Items from a dataset
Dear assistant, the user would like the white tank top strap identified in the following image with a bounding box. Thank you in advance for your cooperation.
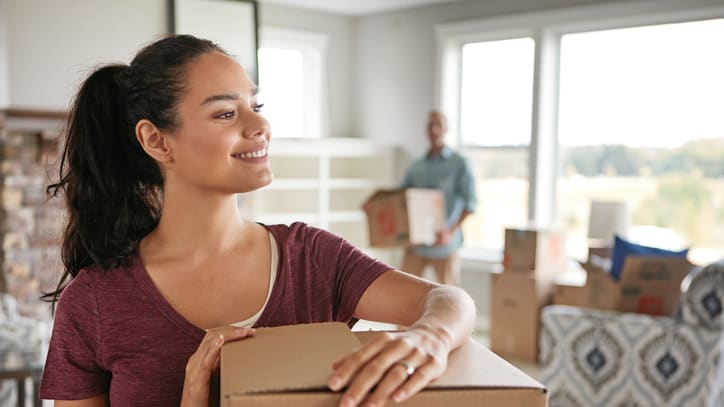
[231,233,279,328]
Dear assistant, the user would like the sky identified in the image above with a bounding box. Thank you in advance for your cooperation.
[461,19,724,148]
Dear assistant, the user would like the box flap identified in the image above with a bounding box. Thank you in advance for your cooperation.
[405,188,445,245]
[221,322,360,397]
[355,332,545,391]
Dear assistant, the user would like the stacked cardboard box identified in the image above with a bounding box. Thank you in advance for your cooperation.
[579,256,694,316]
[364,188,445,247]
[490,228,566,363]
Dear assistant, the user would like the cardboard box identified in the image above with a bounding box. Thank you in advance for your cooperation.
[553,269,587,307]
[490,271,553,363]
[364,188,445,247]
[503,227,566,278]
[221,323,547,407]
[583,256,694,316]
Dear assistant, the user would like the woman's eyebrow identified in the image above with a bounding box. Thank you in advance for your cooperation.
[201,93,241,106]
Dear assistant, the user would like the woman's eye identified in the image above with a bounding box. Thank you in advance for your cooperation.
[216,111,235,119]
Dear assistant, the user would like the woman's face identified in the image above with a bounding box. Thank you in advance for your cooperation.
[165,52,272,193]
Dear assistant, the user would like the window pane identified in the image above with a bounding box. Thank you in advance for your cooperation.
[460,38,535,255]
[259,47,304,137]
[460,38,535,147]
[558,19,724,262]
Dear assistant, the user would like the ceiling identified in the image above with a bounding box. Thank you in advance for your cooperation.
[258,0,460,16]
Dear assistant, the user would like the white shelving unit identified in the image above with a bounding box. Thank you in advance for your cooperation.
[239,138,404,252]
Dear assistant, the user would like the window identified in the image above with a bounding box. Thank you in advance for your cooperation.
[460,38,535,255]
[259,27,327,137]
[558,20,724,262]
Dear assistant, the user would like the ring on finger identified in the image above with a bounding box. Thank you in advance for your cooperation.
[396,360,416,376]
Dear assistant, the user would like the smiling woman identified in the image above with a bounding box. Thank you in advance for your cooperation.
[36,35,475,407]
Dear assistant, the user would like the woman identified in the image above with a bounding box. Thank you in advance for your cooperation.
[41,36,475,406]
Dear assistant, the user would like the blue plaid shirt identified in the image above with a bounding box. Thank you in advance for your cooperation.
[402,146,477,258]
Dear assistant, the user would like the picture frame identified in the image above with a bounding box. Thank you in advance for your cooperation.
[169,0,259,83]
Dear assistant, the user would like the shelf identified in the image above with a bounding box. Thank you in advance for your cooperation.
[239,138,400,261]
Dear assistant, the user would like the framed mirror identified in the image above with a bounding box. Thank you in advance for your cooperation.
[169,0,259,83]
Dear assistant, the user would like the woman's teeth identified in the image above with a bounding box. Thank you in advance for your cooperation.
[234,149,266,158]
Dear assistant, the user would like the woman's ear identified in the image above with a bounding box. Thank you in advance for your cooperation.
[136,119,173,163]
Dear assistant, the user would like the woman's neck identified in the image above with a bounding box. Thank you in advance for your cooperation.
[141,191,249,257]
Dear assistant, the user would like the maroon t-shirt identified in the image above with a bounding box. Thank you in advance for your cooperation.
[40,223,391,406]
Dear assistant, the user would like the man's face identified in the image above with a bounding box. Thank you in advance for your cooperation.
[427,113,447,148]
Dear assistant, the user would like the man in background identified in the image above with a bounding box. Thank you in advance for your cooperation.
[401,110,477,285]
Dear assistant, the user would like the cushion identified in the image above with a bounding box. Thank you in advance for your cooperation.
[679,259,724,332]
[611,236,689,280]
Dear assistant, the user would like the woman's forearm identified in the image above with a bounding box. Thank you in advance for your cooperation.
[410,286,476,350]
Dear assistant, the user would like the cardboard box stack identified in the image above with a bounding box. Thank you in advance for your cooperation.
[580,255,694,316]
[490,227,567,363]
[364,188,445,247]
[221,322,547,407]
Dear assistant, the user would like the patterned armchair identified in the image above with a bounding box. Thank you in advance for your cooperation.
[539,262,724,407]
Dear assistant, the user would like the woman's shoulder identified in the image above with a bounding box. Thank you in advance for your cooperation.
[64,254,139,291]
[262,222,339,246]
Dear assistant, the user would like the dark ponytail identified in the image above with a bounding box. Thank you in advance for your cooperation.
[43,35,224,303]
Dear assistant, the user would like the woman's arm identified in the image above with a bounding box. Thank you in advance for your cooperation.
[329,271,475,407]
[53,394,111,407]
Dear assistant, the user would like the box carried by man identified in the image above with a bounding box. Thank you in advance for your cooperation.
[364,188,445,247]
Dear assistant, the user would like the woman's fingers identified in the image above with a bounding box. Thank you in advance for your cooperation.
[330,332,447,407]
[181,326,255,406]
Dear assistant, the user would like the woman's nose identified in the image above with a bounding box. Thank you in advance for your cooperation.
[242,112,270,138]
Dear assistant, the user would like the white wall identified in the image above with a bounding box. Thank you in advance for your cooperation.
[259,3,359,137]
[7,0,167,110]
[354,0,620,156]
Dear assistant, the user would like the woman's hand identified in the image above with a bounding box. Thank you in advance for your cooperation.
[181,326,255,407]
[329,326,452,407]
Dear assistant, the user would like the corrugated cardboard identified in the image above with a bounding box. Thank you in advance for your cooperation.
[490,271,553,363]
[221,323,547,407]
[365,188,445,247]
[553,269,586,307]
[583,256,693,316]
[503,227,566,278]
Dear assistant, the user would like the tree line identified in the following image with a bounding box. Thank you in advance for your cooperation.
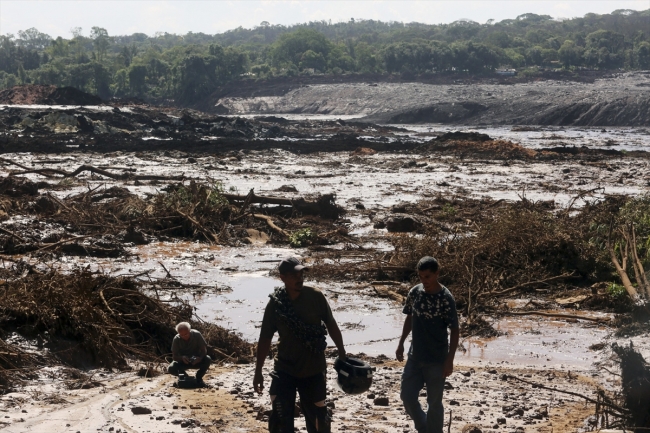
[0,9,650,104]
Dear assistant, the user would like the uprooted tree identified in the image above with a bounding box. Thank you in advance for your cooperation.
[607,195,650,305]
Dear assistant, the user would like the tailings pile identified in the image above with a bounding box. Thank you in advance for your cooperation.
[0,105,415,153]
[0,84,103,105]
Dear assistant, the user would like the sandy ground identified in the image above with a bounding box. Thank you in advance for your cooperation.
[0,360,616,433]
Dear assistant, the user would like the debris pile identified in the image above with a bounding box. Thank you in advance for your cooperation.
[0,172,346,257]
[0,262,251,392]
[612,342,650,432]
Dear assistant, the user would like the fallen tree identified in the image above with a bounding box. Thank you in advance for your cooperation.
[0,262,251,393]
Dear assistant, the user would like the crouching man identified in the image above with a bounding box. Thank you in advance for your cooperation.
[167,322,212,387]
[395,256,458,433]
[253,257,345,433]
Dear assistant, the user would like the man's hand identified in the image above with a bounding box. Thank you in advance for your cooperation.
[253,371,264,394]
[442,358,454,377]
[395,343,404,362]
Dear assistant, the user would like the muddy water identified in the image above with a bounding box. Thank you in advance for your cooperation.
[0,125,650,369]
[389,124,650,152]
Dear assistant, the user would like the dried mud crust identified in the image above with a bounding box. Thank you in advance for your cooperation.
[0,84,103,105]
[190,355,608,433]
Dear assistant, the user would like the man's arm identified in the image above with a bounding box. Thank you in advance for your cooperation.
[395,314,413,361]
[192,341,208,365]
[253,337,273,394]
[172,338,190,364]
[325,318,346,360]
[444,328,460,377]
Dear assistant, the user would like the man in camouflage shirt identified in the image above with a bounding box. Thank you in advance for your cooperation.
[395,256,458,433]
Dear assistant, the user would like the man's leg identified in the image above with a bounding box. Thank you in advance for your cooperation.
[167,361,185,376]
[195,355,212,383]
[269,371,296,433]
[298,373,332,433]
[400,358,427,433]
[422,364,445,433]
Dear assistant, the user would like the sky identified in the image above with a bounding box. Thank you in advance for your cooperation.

* * *

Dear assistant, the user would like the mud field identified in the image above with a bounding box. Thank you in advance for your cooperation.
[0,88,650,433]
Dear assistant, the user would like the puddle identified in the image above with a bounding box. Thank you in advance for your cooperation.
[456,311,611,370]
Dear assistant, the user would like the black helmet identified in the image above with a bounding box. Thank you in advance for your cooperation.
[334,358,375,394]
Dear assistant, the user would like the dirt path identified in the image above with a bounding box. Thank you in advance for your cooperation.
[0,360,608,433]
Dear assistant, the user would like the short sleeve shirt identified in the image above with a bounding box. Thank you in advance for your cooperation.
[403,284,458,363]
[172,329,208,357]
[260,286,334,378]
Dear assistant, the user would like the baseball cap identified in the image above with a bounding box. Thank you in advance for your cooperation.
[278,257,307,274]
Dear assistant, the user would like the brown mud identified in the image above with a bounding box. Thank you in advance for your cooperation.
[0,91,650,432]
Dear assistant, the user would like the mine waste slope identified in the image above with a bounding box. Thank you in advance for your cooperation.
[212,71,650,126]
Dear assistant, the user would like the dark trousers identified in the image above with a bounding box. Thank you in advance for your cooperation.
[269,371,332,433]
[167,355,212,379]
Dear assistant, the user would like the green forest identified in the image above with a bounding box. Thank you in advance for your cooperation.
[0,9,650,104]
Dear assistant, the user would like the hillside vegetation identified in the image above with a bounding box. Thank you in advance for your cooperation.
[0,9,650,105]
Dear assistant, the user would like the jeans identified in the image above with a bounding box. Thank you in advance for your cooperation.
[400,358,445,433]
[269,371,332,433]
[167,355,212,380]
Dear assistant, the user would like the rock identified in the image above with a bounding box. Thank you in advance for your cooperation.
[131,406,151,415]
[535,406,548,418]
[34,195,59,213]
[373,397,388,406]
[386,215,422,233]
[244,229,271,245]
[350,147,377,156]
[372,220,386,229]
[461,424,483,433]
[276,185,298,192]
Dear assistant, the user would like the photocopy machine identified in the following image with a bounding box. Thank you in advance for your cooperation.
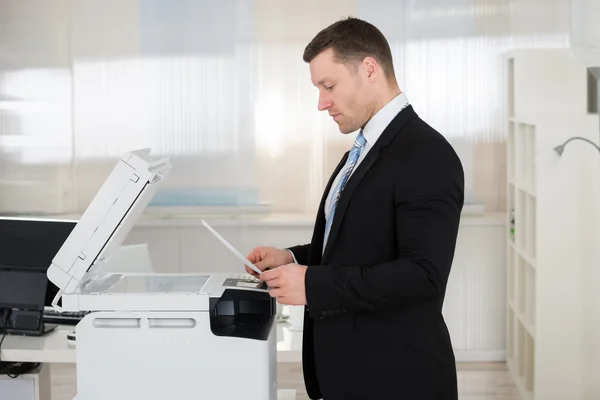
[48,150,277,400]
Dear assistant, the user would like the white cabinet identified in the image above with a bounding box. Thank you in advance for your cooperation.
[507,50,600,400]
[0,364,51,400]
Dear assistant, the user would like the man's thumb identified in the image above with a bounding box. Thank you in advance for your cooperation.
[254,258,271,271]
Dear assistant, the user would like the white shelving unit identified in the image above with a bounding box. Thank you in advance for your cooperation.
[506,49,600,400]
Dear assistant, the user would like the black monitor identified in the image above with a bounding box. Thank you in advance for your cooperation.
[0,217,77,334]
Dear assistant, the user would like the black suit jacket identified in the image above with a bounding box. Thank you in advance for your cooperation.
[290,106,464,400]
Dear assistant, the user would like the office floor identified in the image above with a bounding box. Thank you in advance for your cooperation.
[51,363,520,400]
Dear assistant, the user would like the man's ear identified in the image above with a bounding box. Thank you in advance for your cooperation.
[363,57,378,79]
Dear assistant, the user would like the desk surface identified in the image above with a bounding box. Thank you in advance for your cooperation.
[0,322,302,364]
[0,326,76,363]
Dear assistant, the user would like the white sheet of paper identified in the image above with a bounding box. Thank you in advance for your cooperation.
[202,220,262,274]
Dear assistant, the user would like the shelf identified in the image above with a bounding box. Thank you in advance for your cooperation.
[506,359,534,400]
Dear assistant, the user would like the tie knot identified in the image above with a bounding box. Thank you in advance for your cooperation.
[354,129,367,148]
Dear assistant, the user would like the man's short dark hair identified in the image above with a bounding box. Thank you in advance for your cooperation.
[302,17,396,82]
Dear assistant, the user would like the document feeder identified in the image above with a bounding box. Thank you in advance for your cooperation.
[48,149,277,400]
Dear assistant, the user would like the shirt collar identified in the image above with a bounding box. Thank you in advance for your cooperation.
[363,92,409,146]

--

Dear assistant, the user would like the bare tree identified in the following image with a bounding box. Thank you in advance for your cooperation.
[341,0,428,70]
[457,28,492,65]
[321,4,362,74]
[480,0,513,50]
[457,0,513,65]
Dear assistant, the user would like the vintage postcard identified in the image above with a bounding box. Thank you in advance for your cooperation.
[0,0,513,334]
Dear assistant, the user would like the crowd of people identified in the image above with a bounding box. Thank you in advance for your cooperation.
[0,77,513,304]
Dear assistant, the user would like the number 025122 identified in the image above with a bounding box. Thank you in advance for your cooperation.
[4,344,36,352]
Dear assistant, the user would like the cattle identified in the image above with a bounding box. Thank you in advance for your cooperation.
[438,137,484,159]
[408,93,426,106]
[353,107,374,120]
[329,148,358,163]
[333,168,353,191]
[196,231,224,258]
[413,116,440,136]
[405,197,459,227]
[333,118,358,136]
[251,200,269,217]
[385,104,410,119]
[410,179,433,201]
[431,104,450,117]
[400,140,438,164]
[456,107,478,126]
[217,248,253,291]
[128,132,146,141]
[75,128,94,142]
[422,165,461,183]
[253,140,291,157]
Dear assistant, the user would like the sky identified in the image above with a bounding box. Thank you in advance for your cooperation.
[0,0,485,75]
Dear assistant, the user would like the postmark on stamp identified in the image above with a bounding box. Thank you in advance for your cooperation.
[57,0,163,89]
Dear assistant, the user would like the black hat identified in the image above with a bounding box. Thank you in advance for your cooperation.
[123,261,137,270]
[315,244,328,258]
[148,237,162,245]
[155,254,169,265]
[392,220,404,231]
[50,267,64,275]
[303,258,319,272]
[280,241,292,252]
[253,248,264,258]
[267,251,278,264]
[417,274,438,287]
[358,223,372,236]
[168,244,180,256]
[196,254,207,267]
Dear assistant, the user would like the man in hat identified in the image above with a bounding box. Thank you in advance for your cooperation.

> [Your goal]
Reproduce the lines from the one containing "Dear assistant, the user would like the crouching" through the one containing "[395,343,404,362]", both included, with "crouching man" swapped for "squatting man" and nothing else altered.

> [Written response]
Dear assistant, the user would like the squatting man identified in the image above with a bounding box. Thank you in advance for your cooperation.
[167,322,212,387]
[395,256,458,433]
[253,257,345,433]
Dear assistant, the user would like the man's hand identified in the image above with a bounding box. Thank you in advance for your cooperation.
[253,371,264,394]
[442,358,454,377]
[395,343,404,362]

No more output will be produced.